_The exercise_
Reproduce the listing word for word, leaving every picture behind.
-- start of Dataset --
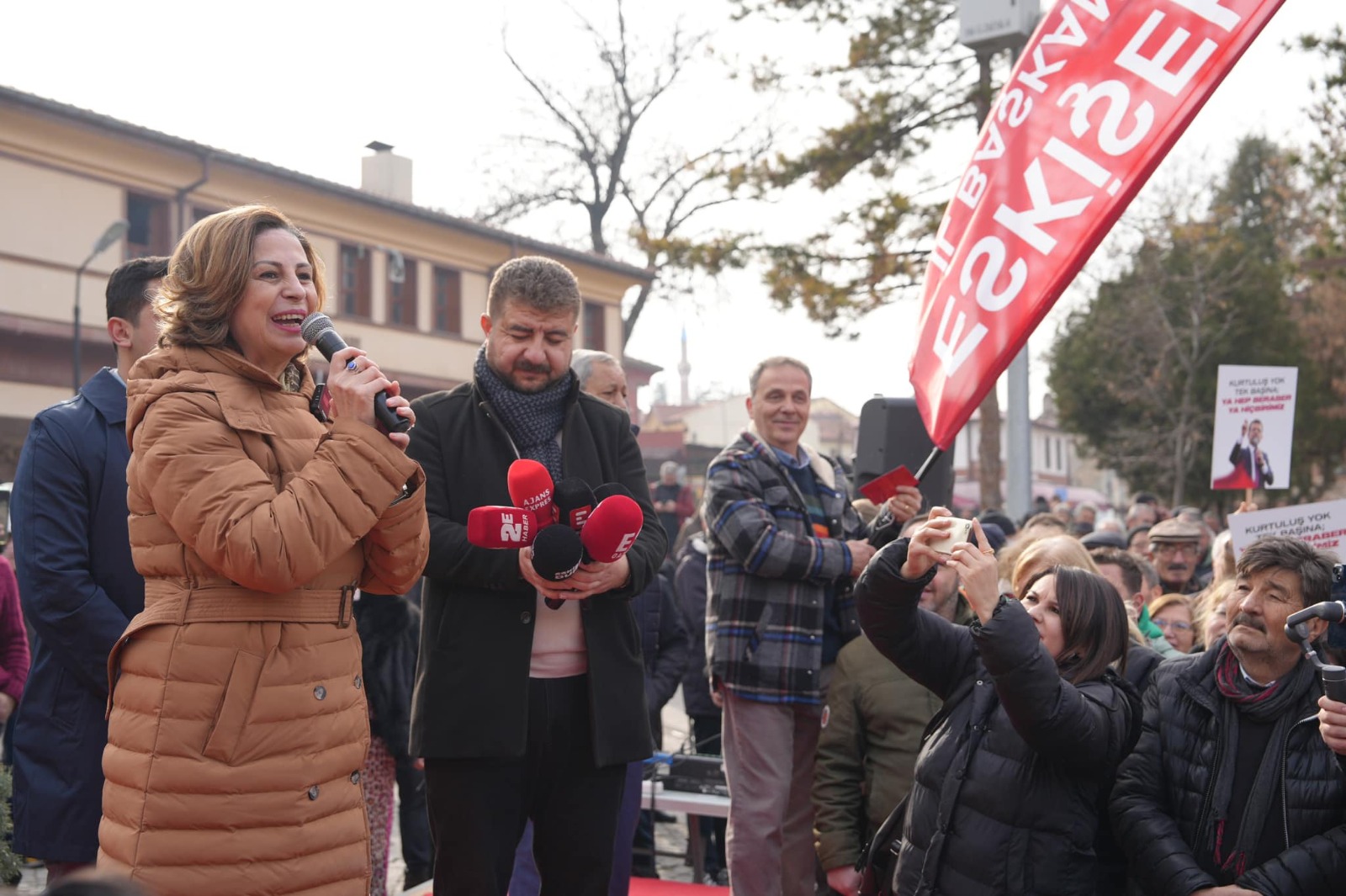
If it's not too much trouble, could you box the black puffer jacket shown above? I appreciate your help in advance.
[1112,642,1346,896]
[855,539,1140,896]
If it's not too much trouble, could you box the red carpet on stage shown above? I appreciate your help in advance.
[402,877,729,896]
[631,877,729,896]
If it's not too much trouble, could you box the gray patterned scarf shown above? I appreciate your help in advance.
[473,346,575,481]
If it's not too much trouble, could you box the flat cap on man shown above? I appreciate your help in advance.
[1149,519,1200,543]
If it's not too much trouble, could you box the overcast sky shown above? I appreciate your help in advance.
[0,0,1346,413]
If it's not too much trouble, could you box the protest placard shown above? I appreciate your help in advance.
[1210,364,1299,488]
[1229,501,1346,559]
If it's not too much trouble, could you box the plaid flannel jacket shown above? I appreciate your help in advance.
[705,431,866,703]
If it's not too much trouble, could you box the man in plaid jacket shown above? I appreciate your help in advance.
[705,357,919,896]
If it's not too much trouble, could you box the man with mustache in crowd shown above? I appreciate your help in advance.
[1110,535,1346,896]
[1147,519,1206,595]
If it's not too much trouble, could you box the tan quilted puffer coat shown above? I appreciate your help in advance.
[98,347,429,896]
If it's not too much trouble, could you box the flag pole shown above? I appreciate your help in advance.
[917,445,944,483]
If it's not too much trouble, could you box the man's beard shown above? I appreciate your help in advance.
[486,355,564,395]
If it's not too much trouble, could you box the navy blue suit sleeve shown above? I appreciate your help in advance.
[11,417,130,698]
[644,575,691,712]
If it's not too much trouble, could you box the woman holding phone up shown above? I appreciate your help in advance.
[855,507,1140,896]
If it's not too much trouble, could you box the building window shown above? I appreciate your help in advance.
[388,252,416,327]
[336,243,370,321]
[584,301,607,351]
[432,268,463,337]
[126,193,173,258]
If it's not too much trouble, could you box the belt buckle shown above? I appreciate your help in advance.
[336,586,355,628]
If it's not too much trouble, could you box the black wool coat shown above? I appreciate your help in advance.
[855,539,1140,896]
[406,374,666,766]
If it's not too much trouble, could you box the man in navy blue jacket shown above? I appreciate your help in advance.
[11,257,168,885]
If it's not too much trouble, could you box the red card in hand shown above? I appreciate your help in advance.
[860,465,920,505]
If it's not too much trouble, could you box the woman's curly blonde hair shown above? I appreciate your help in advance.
[155,204,327,347]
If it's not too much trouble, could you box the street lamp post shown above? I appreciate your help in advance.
[70,220,130,395]
[958,0,1039,519]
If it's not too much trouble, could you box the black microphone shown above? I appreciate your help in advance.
[533,526,584,609]
[1285,602,1346,703]
[556,476,597,532]
[1285,600,1346,643]
[299,310,412,432]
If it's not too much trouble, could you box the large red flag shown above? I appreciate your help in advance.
[911,0,1284,449]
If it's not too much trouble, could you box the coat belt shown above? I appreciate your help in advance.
[133,580,355,628]
[105,579,355,717]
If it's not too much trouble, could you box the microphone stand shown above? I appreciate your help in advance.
[1285,600,1346,703]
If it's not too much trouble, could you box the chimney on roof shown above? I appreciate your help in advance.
[359,140,412,204]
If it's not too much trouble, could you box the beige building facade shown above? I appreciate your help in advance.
[0,87,649,481]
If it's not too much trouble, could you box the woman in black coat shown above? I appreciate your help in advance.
[855,507,1140,896]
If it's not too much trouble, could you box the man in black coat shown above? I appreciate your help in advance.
[1112,535,1346,896]
[11,257,168,884]
[408,257,665,896]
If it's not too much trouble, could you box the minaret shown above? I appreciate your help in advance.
[677,324,692,408]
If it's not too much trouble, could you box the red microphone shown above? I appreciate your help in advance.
[580,495,644,564]
[467,507,550,549]
[506,458,556,525]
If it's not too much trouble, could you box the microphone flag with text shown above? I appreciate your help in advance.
[910,0,1284,456]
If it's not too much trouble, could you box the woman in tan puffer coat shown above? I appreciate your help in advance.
[98,206,429,896]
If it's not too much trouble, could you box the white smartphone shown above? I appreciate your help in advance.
[930,517,972,554]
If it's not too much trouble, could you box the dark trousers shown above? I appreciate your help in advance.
[426,676,626,896]
[397,756,435,889]
[688,716,725,877]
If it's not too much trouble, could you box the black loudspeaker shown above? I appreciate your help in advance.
[855,397,953,508]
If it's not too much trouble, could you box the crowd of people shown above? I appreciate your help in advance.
[0,206,1346,896]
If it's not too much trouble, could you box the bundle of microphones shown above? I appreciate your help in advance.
[467,458,644,609]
-- end of Dataset --
_Solved problem_
If it's not too much trouble, could you box the black puffer jacket shown above? I appreciate your help in advance.
[1112,642,1346,896]
[855,539,1140,896]
If it's not too much trouble, could you box the red carpet on stage shown above? I appreciate your help in advance.
[402,877,729,896]
[631,877,729,896]
If it's not too much trouble, could you box the gray patterned scarf shown above? I appreciate your help in advance.
[473,346,575,481]
If it's not too much trouble, could you box the flat cap on man shown above? I appreciate your help in advance.
[1149,519,1200,543]
If it's not too much trouble, could you box the overcast sky shown above? I appreciate your help in advance.
[0,0,1346,413]
If it's not too much trouble, could you box the protest placard shown above? I appreciate your help in advance.
[1210,364,1299,488]
[1229,501,1346,559]
If it's not too much trouble, could you box the plaid flannel jacket shown above? I appreciate your help in advance.
[705,431,866,703]
If it's not too much trouble, could you box the man in plaid jacket shown above? I appreciate your help in advance.
[705,357,919,896]
If it's not too much trouble, could you box the man with mustache in crowd shown above? I appreciate your help in advance.
[1110,535,1346,896]
[1147,519,1206,595]
If it's not too much trouble, could you box the tan quilted puffer coat shown above? I appreciate your help in advance.
[98,347,429,896]
If it's not too much trouble, could you box the flag pole shown above? I appreciate your help in advance.
[917,445,944,483]
If it's not too much trouble, could you box the man's beard shown above? I appreciate your help in advance.
[486,355,564,395]
If it's not too much trouble, could you box the navy blue suit sleeve shown above? I appreciate your help in advance.
[11,417,130,698]
[644,575,691,712]
If it's not too much trouble, could you box the woman holding phone up shown above? I appreciate your help in advance.
[855,507,1140,896]
If it's not too much trouble, could you box the building window shown above? I appreciate your help in advance.
[388,252,416,327]
[336,243,370,321]
[584,301,607,351]
[432,268,463,337]
[126,193,173,258]
If it's not too much trouble, could you box the belt buckle shown above? I appreciate your help in advance.
[336,586,355,628]
If it's not too much trouble, could you box the black wool coat shown above? I appreciate your help in advance.
[855,539,1140,896]
[406,374,666,766]
If it's not too much trouble, could you box the man in navy blue jacket shown above? I appreciate your help in advance.
[11,257,168,885]
If it's not too much trouble, could you box the red card in hand shown above? I appreciate your help in advance.
[860,465,920,505]
If it's not too much trouble, could you box the woman's curly blonde hair shown above? I appreciate your help in advance.
[155,204,327,347]
If it's not too much trouble, could you box the street lamp post shown above? I appreciate your help in advance.
[70,220,130,395]
[958,0,1039,519]
If it's not too much trouble, could you box the black microphone shown above? I appreciate your help in advance.
[533,526,584,609]
[1285,602,1346,703]
[556,476,597,532]
[1285,600,1346,643]
[299,310,412,432]
If it's not too much trouble, could you box the large red flag shown above? I appreciate your help in advance.
[911,0,1284,449]
If it's not too much trouble, could you box the coat belt shown above? I appreciate your help in advance.
[133,580,355,628]
[105,579,355,717]
If it's not too much trouble, could you box the microphone stand shown above? I appreciate your help in advance.
[1285,600,1346,703]
If it's not too much trouble, could you box the chimney on roof shown above? I appreciate your help in advance.
[359,140,412,204]
If it's not too much trouble, could you box the beige building facade shown above? I appreciate your help in advance.
[0,87,649,481]
If it's not too much trouble, could you box the woman in black coat shown above? I appreciate your help in advance.
[855,507,1140,896]
If it's not too much trouble, could you box the man in black coat shown above? I appreciate your help in advance.
[1112,535,1346,896]
[11,257,168,884]
[408,257,665,896]
If it's not too much trouble, could you box the minaret shown above? I appreciate your help in advance.
[677,324,692,408]
If it's not too much trouble, could you box the red microphone shown above? I appreciate your help in advance.
[580,495,644,564]
[467,507,550,549]
[506,458,556,525]
If it's not too much trouble, could you box the microphone flag with text shown above? I appreciate your help in advance.
[910,0,1284,456]
If it's not too much trouble, could you box the woman in tan puffer coat shown above? I appreciate your help in advance.
[98,206,429,896]
If it's not too much trouble, could you box the white smartphone shown above? I appreciate your help in advance.
[930,517,972,554]
If it's not too much trouble, could you box the dark trousers shown above? I appreciate your help in advance.
[426,676,626,896]
[397,756,435,889]
[688,716,725,877]
If it's not too much trouble, could you box the black loudspeaker shown above? I appreciate your help in advance.
[855,397,953,508]
If it's not too much trouble, could you box the crowd of people shown above? I appreciate your help in advance.
[0,206,1346,896]
If it's not too much trouble, could you box the bundle of microphones shown above? I appreciate your help in advance.
[467,458,644,609]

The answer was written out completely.